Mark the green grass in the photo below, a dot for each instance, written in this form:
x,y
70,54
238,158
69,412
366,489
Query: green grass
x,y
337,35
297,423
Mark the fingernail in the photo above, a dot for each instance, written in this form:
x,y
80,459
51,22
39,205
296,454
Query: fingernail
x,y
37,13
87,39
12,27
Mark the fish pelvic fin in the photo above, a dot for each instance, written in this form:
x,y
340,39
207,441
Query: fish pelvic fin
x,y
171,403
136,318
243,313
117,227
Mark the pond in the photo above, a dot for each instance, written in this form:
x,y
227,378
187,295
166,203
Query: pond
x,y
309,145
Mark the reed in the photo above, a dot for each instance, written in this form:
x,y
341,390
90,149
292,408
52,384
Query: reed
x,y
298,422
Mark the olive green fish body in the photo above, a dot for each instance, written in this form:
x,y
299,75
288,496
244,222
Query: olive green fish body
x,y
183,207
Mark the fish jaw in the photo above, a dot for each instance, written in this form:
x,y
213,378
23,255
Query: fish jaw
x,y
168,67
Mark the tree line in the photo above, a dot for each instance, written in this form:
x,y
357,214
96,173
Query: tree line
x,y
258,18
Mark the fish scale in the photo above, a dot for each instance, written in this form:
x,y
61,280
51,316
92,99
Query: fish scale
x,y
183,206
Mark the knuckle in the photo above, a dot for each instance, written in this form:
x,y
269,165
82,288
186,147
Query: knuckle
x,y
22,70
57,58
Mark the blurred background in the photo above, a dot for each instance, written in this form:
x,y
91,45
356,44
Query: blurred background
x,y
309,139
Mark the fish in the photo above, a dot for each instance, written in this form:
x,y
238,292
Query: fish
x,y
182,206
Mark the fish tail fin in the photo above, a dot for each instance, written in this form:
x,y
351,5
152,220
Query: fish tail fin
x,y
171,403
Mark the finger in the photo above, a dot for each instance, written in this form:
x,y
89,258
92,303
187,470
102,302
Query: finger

Exercise prompt
Would you please give the data above again, exactly as it appears?

Solution
Mark the green grass in the photo below, a dot for each instance, written in this form:
x,y
70,54
238,158
69,412
366,489
Query: green grass
x,y
337,35
297,423
Mark the fingernail in the photo above, a dot for each instance, written in this form:
x,y
80,459
51,22
39,205
296,454
Query: fingernail
x,y
37,13
87,39
12,27
Mark the fish pelvic fin in the photo above, a dot for each instance, written in this form:
x,y
340,39
207,441
Query: fish pelvic fin
x,y
171,403
136,318
243,313
117,227
Mark the pond in the photo above, a dot for each instance, written in this form:
x,y
227,378
187,295
166,203
Query: pond
x,y
309,145
Mark the reed in the photo above, a dot for each instance, written in this form:
x,y
341,390
90,149
292,408
52,384
Query: reed
x,y
298,422
Mark the olive green fish body in the photo above, a dot for each instance, written in this form:
x,y
299,75
288,496
244,222
Query: olive green fish body
x,y
183,207
Mark the fish jaw in the photo above, a dot for each instance, written in this form:
x,y
213,378
23,255
Query: fish jaw
x,y
168,67
Mark the tree line in the photo above, a dot for each instance, written in this form:
x,y
357,214
96,173
Query: tree line
x,y
258,18
Mark the fish scale in the photo above, a dot for each instance, written in this form:
x,y
61,280
51,316
92,99
Query: fish scale
x,y
183,206
Mark the knuckle in the photo above, a dot for each instance, written in this form:
x,y
269,165
82,288
186,147
Query: knuckle
x,y
22,70
57,58
Mark the blurred background in the photo above, a dot for each instance, written in this form:
x,y
91,45
356,44
Query: blurred background
x,y
309,139
Mark the fish in the photo above, a dot for each instance, written in this form:
x,y
238,292
Query: fish
x,y
182,206
Mark the fish tail fin in the photo above, a dot for each instance, written in this form:
x,y
351,5
152,220
Query: fish tail fin
x,y
171,403
Mark the finger in the photo above, a dot for each instance, written in this form:
x,y
89,258
92,303
187,470
102,302
Query: finger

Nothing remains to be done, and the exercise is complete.